### Exercise:
The expected output is each entry, given again exactly.

╔══

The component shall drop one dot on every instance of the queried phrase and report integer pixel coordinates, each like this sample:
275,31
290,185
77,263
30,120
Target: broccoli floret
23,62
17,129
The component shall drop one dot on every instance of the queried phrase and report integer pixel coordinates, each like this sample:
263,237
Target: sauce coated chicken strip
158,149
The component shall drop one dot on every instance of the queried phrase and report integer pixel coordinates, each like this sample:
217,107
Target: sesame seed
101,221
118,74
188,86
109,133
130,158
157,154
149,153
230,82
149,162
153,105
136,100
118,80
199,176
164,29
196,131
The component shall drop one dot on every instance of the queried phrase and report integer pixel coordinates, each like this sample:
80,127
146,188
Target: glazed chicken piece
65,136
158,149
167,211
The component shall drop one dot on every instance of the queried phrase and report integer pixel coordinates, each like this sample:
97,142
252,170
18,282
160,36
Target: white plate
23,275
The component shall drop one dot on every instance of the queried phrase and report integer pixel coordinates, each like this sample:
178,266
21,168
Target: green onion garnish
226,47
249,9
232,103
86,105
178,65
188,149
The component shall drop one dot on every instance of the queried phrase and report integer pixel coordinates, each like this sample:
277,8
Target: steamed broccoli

╚══

### Answer for this exercise:
The component shall drop one dot on every instance of the queried phrase and report integer pixel coordinates, each like this sample:
275,31
290,185
77,263
30,120
Target: broccoli floret
23,62
17,129
The component shall drop one dot on every instance of the queried phrase and report integer pixel coordinates, each like this sample:
263,237
Target: sauce coated chicken strip
158,149
The component shall drop one dot on every instance of the queried phrase and report integer pixel coordinates, each like this sample:
217,107
Target: sesame seed
101,221
118,74
188,86
109,133
130,158
157,154
149,153
230,82
149,162
153,105
136,100
118,80
199,176
164,29
196,131
The component shall drop one dot on every instance of the queried phrase and report integer pixel coordinates, each like this sample:
80,127
146,188
Target: glazed chicken piece
65,136
158,149
167,211
The component shall drop one dot on every instance of the queried phrase and report integer pixel coordinates, each like this sample:
97,142
252,170
18,282
160,36
Target: white plate
23,275
The component shall drop one dot on every instance of the queried phrase and report integer pixel coordinates, each like this sample:
178,266
21,168
Target: green onion garnish
226,47
249,9
232,103
86,105
178,65
188,149
The component shall drop one dot on every instance of the queried phrase and report integer pixel coordinates, each like this sample:
277,8
Target: steamed broccoli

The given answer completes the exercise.